§ **REQUIRED TASK**
Count the lines in the material below that contain the string "head", treating uppercase and lowercase as different. Give only the number.

--------------------------------------------------

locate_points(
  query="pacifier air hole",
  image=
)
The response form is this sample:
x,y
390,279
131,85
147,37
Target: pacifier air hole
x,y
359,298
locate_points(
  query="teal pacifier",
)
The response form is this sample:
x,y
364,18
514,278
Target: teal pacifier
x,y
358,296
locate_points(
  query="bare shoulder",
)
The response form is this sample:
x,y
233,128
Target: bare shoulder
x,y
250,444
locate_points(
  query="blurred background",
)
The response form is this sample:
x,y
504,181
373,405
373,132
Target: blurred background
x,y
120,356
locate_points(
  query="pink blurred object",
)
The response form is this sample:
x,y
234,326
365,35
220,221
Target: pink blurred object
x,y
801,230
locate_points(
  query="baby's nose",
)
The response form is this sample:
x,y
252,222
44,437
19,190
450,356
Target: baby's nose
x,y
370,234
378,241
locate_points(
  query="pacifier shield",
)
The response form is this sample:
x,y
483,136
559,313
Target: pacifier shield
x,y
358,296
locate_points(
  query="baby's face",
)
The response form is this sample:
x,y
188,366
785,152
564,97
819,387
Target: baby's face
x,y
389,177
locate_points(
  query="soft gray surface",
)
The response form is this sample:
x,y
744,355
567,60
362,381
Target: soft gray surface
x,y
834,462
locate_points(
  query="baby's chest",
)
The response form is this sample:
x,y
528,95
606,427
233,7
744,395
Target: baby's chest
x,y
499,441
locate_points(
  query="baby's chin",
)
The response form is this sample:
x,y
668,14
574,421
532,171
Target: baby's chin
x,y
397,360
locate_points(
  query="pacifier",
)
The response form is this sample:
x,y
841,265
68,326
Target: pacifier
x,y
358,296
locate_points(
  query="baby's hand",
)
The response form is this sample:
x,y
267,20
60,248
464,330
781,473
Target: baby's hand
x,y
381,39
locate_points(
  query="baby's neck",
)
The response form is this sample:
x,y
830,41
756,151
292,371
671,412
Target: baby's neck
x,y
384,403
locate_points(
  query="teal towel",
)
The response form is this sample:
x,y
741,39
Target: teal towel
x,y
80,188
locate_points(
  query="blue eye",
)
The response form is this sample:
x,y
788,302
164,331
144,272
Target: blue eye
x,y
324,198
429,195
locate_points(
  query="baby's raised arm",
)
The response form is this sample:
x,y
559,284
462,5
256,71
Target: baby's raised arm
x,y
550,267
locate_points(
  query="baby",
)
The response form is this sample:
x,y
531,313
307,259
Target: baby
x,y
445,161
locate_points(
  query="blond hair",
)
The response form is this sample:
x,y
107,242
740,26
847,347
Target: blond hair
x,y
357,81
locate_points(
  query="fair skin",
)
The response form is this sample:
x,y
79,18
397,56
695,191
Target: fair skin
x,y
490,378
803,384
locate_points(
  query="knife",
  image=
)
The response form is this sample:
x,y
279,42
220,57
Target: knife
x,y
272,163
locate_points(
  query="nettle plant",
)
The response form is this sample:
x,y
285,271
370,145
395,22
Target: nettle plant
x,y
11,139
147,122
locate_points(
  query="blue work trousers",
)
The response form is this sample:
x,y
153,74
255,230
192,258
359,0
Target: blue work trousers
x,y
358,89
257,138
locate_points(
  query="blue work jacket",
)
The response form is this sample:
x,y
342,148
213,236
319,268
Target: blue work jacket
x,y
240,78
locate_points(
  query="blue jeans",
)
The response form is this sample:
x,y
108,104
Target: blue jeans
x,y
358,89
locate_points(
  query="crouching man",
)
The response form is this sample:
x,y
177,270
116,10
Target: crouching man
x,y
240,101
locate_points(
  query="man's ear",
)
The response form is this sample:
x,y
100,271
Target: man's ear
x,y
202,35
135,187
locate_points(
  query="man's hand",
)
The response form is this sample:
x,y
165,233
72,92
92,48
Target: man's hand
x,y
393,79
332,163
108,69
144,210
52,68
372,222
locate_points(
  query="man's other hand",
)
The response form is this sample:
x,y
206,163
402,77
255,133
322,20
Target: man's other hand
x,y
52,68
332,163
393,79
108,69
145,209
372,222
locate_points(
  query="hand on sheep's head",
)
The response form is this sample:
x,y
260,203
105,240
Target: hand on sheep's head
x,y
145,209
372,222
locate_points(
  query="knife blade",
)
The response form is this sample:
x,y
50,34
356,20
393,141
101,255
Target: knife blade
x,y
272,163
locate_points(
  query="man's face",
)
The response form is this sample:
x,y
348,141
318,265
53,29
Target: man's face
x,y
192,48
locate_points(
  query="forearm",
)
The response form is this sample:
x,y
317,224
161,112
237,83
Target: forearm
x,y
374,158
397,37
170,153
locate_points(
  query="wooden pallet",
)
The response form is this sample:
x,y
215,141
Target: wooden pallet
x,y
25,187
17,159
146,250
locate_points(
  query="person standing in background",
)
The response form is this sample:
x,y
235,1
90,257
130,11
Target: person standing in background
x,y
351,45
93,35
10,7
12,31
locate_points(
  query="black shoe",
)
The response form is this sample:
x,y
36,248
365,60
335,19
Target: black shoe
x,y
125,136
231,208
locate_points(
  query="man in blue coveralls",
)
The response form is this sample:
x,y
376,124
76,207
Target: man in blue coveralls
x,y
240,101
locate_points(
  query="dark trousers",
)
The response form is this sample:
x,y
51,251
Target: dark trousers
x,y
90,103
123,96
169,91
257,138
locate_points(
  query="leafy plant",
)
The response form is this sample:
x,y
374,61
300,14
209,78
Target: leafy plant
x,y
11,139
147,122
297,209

--------------------------------------------------

§ **REPLY TO THE TASK**
2